**Your assignment**
Where the records below reach the line containing "notation: point(515, 286).", start transcribing, and end with the line containing "notation: point(103, 344).", exactly and with nothing else added.

[Records from a collection]
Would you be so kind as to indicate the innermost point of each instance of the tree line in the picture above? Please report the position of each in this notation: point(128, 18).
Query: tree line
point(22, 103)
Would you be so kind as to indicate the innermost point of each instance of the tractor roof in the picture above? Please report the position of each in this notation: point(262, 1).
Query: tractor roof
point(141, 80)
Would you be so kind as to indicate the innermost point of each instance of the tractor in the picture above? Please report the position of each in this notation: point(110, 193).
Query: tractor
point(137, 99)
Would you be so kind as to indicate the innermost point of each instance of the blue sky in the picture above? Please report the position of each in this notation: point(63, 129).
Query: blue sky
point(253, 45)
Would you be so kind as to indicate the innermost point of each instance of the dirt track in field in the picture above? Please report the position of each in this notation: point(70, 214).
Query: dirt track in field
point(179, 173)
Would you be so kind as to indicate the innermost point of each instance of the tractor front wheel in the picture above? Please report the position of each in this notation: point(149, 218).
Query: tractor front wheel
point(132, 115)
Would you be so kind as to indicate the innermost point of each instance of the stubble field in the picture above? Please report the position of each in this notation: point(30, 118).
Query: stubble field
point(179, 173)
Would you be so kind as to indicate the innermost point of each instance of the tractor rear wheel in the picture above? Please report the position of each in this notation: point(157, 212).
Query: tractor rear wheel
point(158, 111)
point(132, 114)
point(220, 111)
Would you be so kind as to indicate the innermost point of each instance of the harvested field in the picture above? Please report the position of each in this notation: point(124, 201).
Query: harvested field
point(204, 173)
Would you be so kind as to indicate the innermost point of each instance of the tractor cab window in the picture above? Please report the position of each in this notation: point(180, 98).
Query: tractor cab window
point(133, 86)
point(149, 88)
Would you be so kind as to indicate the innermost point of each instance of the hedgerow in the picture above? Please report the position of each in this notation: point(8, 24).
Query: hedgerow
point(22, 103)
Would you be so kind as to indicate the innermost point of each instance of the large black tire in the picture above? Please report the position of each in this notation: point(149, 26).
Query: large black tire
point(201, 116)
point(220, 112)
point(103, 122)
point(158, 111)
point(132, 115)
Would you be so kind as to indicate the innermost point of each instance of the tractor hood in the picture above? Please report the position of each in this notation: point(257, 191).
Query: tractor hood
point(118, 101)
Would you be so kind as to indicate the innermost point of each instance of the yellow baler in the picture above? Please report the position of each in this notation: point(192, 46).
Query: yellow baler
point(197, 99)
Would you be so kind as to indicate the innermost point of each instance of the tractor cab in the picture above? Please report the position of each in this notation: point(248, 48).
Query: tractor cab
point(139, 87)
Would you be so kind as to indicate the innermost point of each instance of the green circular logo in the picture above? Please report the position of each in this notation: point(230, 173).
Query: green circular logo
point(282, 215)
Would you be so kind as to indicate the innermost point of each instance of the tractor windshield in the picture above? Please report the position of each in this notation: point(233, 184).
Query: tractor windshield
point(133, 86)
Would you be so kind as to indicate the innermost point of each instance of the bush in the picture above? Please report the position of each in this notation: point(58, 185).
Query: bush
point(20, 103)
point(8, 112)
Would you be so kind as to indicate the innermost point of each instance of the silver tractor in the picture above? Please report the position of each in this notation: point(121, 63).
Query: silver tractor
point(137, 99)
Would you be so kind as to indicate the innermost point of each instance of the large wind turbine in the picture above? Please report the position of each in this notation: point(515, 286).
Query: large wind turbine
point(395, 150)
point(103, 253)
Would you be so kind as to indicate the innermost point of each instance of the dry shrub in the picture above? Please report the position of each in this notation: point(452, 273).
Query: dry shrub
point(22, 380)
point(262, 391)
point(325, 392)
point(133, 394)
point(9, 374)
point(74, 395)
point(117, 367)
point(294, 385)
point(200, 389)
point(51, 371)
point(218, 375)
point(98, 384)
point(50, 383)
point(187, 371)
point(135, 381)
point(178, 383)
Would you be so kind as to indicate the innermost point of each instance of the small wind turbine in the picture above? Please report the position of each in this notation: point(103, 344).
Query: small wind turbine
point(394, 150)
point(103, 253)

**Answer section**
Would you be so kind as to indicate the innermost point of each instance of the large wind turbine in the picture above? Please report the position of each in this notation: point(515, 286).
Query: large wind turbine
point(395, 150)
point(103, 253)
Would you be so kind as to indicate the innermost point of each instance of the dry shrub in the picture above? Please report the position of each in this notation: point(452, 273).
Query: dry shrub
point(22, 380)
point(262, 391)
point(325, 392)
point(133, 394)
point(9, 374)
point(74, 395)
point(117, 367)
point(294, 385)
point(200, 389)
point(51, 371)
point(218, 375)
point(98, 384)
point(50, 383)
point(187, 371)
point(135, 381)
point(178, 383)
Would you be so kind as to indicate the innermost point of each instance of the small wind turbine in the picture above? Please report the position of each in this notation: point(103, 344).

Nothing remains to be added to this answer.